● **What is asked**
List every line of the items below that contains the word "distant".

═════ Items

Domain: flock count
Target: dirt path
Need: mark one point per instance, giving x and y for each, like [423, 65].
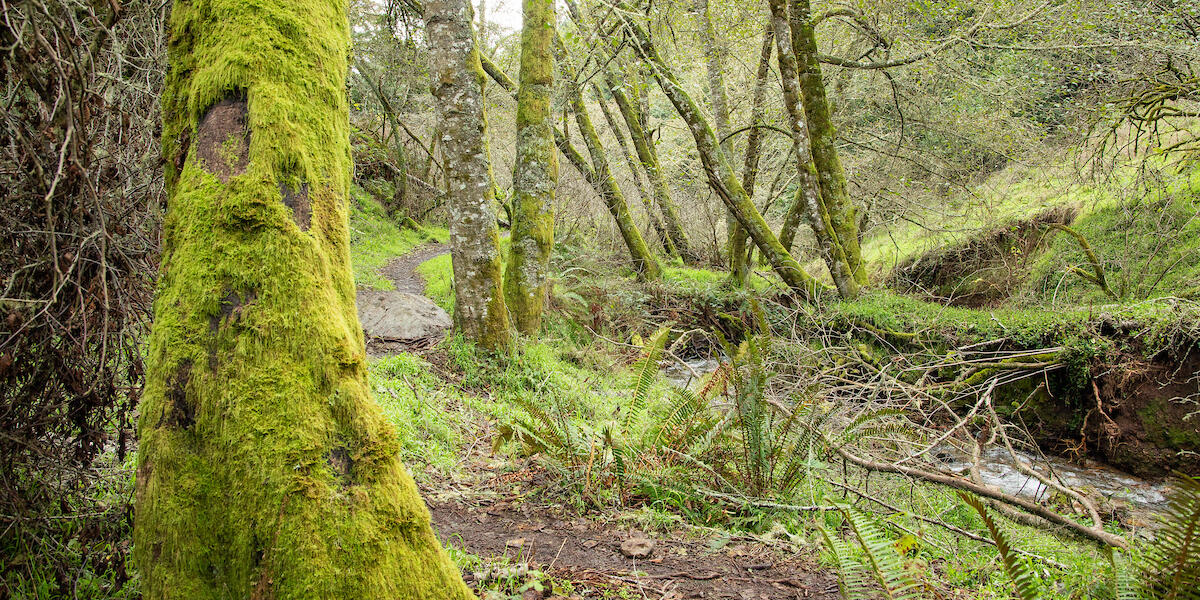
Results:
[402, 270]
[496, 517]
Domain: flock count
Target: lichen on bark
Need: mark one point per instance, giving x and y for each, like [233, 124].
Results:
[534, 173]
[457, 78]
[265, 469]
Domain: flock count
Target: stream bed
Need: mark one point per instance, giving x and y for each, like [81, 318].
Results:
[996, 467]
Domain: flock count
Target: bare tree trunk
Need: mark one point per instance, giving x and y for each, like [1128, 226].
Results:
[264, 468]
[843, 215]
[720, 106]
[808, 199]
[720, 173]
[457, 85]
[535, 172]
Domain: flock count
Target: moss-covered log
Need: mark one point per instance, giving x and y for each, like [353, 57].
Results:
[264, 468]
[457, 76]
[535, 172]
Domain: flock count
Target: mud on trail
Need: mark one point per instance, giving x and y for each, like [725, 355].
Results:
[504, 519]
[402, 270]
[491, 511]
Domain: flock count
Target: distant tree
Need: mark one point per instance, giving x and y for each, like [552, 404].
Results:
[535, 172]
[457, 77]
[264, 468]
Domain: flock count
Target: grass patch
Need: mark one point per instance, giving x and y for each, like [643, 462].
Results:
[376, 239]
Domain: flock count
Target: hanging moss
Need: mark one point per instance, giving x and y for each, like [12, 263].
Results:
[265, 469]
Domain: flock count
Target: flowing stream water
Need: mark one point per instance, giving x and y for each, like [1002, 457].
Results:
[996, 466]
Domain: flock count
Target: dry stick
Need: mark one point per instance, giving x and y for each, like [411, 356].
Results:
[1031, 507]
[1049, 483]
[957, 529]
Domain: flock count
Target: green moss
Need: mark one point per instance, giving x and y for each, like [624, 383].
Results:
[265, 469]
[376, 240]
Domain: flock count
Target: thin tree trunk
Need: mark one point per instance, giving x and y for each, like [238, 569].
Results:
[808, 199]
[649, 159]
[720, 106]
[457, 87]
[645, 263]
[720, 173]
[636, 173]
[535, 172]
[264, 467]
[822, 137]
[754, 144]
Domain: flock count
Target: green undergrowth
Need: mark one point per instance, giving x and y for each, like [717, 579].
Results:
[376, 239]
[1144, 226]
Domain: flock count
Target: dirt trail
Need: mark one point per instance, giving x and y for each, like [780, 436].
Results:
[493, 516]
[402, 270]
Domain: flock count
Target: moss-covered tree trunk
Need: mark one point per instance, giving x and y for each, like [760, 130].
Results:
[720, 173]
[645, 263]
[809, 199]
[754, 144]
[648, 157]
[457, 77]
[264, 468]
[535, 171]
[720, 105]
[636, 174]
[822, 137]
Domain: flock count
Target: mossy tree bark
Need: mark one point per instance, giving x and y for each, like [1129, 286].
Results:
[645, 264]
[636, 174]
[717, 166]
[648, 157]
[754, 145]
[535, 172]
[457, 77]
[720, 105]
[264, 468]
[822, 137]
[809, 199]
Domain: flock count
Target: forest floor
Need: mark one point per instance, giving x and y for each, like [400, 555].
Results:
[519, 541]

══════════
═════ Items

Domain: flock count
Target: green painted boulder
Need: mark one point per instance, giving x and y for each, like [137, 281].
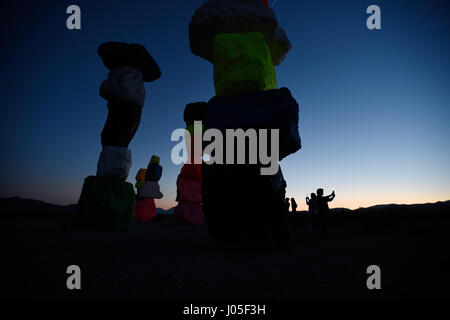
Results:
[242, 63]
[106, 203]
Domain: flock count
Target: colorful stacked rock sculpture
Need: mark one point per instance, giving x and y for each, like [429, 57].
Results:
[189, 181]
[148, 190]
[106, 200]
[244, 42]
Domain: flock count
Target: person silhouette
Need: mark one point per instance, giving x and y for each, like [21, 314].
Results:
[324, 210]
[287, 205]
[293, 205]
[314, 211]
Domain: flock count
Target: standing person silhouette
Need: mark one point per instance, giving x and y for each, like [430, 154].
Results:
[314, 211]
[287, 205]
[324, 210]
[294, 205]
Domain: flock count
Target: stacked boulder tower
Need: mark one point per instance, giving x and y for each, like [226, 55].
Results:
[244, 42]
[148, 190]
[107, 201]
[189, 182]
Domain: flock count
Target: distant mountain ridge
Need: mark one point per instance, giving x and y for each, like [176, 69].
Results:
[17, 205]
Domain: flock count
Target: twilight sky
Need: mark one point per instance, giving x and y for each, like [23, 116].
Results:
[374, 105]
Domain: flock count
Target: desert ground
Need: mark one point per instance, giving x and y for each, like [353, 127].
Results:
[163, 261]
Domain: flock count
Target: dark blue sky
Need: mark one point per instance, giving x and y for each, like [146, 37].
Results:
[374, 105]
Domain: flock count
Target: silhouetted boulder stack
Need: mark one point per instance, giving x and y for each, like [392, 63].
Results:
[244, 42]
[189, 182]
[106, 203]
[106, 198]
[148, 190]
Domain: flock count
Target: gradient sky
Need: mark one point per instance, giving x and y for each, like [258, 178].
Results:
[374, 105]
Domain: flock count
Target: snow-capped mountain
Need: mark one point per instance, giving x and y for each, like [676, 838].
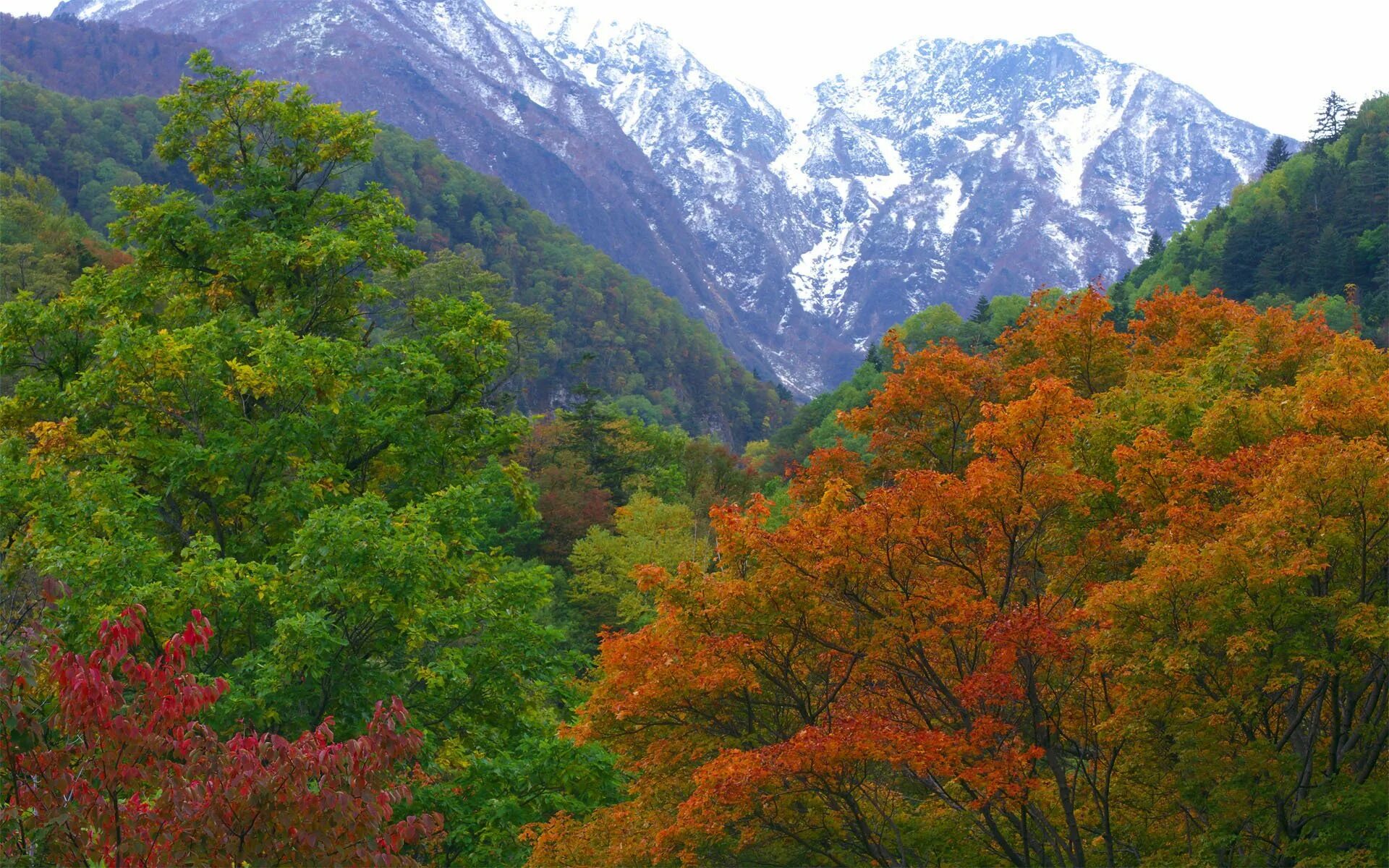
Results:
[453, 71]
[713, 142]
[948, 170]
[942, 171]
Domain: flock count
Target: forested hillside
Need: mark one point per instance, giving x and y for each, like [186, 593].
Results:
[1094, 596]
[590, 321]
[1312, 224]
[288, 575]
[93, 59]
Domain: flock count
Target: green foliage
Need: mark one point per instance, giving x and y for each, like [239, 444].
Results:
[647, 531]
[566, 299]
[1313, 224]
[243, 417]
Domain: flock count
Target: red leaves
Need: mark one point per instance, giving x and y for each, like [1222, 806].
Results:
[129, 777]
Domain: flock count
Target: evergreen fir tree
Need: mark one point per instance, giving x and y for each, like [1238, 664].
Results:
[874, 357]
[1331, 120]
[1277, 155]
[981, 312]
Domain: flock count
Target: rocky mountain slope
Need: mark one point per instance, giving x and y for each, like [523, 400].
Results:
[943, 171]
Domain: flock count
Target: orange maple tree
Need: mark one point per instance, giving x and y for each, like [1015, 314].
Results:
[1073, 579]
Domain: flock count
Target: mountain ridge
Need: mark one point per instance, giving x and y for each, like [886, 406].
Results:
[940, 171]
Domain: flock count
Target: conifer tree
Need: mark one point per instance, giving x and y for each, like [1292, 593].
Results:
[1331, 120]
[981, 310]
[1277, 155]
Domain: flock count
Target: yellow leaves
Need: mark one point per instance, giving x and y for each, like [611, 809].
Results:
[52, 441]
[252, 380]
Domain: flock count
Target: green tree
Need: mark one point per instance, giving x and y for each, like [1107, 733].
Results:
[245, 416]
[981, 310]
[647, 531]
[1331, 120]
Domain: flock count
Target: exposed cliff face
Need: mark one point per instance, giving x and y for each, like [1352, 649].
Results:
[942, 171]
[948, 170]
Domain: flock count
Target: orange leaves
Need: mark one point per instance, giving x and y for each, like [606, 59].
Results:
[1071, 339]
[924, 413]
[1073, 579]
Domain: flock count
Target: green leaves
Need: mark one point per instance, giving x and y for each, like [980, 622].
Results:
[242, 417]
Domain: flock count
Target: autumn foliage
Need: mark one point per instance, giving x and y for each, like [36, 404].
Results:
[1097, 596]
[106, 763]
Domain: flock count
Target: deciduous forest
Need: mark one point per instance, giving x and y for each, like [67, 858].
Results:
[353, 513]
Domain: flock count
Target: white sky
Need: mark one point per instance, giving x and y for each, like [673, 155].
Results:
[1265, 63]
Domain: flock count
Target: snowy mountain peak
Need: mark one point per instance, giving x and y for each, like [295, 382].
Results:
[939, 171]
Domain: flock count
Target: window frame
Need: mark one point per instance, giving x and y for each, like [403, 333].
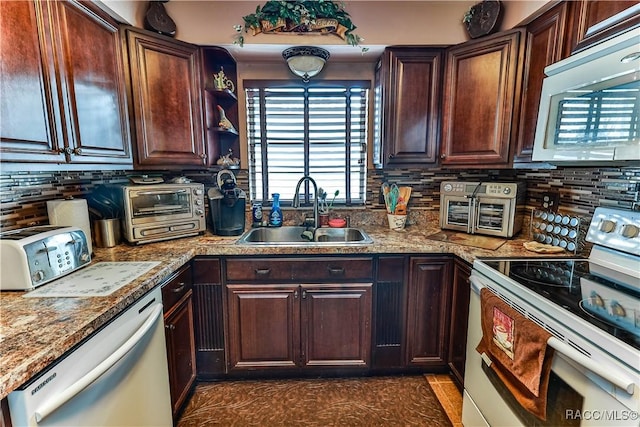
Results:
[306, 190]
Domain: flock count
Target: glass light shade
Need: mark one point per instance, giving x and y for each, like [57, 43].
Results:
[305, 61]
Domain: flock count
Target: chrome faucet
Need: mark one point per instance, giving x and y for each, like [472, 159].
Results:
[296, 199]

══════════

● **Finished exercise**
Target: distant tree
Target: distant mountain ridge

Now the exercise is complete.